* [GIVEN INSTRUCTION]
Every entry needs to be reproduced exactly.

(Some records)
◆ ◆ ◆ ◆

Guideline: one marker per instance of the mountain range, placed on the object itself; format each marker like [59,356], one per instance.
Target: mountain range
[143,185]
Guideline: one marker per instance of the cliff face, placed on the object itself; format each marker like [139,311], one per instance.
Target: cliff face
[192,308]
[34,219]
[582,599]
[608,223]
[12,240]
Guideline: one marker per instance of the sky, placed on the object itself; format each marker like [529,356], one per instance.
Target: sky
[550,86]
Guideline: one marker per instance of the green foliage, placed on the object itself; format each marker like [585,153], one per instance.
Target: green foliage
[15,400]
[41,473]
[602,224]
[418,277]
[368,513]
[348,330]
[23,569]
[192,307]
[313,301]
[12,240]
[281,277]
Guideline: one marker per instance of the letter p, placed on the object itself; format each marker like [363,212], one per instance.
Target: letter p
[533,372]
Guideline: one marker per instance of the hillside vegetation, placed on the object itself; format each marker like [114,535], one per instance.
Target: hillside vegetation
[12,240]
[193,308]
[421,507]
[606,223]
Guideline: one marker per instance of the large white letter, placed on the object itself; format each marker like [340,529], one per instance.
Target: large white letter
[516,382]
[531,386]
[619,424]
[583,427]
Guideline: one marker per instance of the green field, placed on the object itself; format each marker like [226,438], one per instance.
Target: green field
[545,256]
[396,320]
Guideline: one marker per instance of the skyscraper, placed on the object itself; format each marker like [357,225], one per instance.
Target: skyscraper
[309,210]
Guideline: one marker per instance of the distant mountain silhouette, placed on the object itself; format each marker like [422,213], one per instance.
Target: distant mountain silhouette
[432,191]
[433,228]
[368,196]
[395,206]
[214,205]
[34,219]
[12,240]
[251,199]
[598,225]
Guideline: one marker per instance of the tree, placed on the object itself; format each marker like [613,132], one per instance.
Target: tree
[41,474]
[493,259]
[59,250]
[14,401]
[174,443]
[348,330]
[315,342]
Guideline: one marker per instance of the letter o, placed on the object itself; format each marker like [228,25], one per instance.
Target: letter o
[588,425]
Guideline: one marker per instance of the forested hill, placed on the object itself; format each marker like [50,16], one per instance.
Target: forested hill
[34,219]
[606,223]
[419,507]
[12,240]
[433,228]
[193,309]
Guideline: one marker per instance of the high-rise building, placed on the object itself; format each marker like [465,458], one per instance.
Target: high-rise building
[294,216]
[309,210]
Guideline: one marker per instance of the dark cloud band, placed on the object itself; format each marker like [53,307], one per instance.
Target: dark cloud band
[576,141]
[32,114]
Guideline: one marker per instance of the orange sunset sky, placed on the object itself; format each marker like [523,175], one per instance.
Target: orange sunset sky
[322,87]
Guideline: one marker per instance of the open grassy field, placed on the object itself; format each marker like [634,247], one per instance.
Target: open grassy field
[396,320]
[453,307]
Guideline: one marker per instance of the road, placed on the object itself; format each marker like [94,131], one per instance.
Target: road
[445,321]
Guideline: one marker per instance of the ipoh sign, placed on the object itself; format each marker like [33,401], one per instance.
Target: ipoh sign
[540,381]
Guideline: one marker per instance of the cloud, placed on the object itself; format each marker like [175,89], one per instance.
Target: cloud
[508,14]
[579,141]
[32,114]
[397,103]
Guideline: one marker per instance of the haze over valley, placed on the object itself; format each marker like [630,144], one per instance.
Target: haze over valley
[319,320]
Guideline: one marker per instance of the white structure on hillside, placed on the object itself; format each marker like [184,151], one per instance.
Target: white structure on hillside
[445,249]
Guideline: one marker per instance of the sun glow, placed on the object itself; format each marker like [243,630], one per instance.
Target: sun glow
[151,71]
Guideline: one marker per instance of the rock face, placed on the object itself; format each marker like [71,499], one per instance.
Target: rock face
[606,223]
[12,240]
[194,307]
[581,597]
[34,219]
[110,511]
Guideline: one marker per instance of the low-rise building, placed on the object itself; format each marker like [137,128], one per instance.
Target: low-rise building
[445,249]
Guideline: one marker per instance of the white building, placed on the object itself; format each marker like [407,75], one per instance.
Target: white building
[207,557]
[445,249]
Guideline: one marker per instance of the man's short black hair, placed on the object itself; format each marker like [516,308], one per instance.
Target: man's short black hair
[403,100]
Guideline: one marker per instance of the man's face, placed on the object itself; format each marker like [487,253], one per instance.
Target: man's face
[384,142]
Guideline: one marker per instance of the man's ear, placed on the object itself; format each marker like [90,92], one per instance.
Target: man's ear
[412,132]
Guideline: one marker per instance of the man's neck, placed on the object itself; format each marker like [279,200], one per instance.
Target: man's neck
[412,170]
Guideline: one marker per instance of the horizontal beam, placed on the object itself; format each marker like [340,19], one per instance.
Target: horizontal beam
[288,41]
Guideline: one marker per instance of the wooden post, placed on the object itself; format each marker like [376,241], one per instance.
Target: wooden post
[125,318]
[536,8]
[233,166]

◆ ◆ ◆ ◆

* [SOLUTION FOR THIS EXERCISE]
Guideline: one marker per instance of the mountain range, placed on the object itself; format each marker like [59,356], one per instance.
Target: mountain range
[143,185]
Guideline: one marker per instance of the cliff face, placed on the object itself; format each marker like [139,311], one per instance.
Target: cliff face
[192,308]
[34,219]
[582,599]
[608,223]
[12,240]
Guideline: one marker per instance of the sky, placed on the object itself; format each marker like [529,356], one per instance.
Target: sky
[550,86]
Guideline: one marker per instance of the green foliage, placed on the object itself; format each marker like [585,153], one per instance.
Target: green foliage
[15,400]
[41,473]
[602,224]
[418,277]
[368,513]
[348,330]
[23,569]
[192,307]
[313,301]
[12,240]
[281,277]
Guideline: one marker per instance of the letter p, placed on the object itself; format each marker like [363,212], one per instance.
Target: letter p
[533,372]
Guideline: one marker per instance of the hillside vegetation, placed on the object itself; format each marker like [114,535], one per instance.
Target: hillside vegetation
[12,240]
[193,308]
[421,507]
[606,223]
Guideline: one marker per instance of the large white letter, placed on the object itself; format each marker like [340,529], one per instance.
Target: large white letter
[516,382]
[531,386]
[619,424]
[583,427]
Guideline: one marker per instance of the green field, placed on the object itself; format each marker like [226,438], one per instance.
Target: green field
[545,256]
[396,320]
Guideline: one marker per instance of the skyscraper, placed on the object itself; format each marker like [357,225], one per instance.
Target: skyscraper
[309,210]
Guideline: one marker per instance of the distant mountain silhouette, placed on the object itself; format each marker like [422,213], one per instance.
Target: distant mountain silhouette
[432,191]
[433,228]
[368,196]
[395,206]
[214,205]
[34,219]
[12,240]
[251,199]
[598,225]
Guideline: one marker per instance of the tree, placed on the object itself; format each marker like [613,132], one per instance.
Target: tree
[41,474]
[493,259]
[59,250]
[14,401]
[174,443]
[348,330]
[315,342]
Guideline: one marker per instance of the letter o, placed on the object itself; format each marker like [228,25], one per instance.
Target: letter o
[588,425]
Guideline: one marker per instance of the forested hill, placed on the object itself; format each marker like [50,16], one per instance.
Target: forested hill
[34,219]
[606,223]
[419,507]
[12,240]
[433,228]
[193,309]
Guideline: one marker per instance of the high-rise building, placed on the object itself; format each marker like [465,458], one per instance.
Target: high-rise building
[294,216]
[309,210]
Guideline: one marker per instance of the dark cloud band, placed on the object itself; format each marker like [53,307], one per instance.
Target: dark cloud band
[576,141]
[32,114]
Guideline: one marker per instance of the orange sunset sky, placed on the object itself; format each marker like [523,175], one per instance.
Target: orange sunset sky
[322,87]
Guideline: one marker per instance of the open grassy field, placed on the object itself; format each marker like [634,247], one per instance.
Target: open grassy field
[396,320]
[453,307]
Guideline: one marker per instance of the road, placed on the object itself; format each marker like [94,131], one per instance.
Target: road
[445,321]
Guideline: one marker per instance of the ipoh sign, placed on the object itself; format each marker like [33,401], one per instance.
Target: ipoh sign
[540,381]
Guideline: one marker per instance of the cloud, placed on the object itself; format each marker like [175,89], one per instance.
Target: cloud
[508,14]
[579,141]
[32,114]
[397,103]
Guideline: one marker per instance of the haze over valley, placed on the object itself; format each marker like [630,144], one per instance.
Target: haze over valley
[319,320]
Guideline: one marker per instance of the white structure on hillside, placed on the object itself; format each marker like [184,151], one per instance.
Target: white structure on hillside
[445,249]
Guideline: one marker per instance of the sun glow, placed on the object itself; format each marker like [243,630], one per instance.
Target: sun glow
[151,71]
Guideline: one marker per instance of the rock face, placed on the object itself; format each marker like [71,499], one per instance.
Target: rock face
[606,223]
[12,240]
[194,307]
[581,597]
[34,219]
[110,511]
Guideline: one marker per instance of the low-rise building, placed on the object itself; format each marker like [137,128], one per instance.
Target: low-rise building
[445,249]
Guideline: one marker per instance of the white building, placed on the object itself; format each marker like [407,75], one per instance.
Target: white building
[207,557]
[445,249]
Guideline: one marker per instance of the man's short black hair, placed on the object itself; format each marker like [516,308], one per instance.
Target: man's short black hair
[403,100]
Guideline: one marker per instance of the man's face, placed on the object itself; format each marker like [487,253], one per instance.
Target: man's face
[384,142]
Guideline: one marker per instance of the man's ear, placed on the object itself; format each marker like [90,92], one per instance.
Target: man's ear
[412,132]
Guideline: one marker per instance of the man's neck, placed on the object itself; format each marker like [279,200], one per instance.
Target: man's neck
[412,170]
Guideline: one marker per instance of the horizontal beam, placed on the object itself; format each marker like [340,19], one per instance.
Target: horizontal beam
[288,41]
Guideline: one marker per instance of the wooden post, placed on the object itself; format each marker like [376,241], one per instance.
Target: wooden post
[125,318]
[536,8]
[233,166]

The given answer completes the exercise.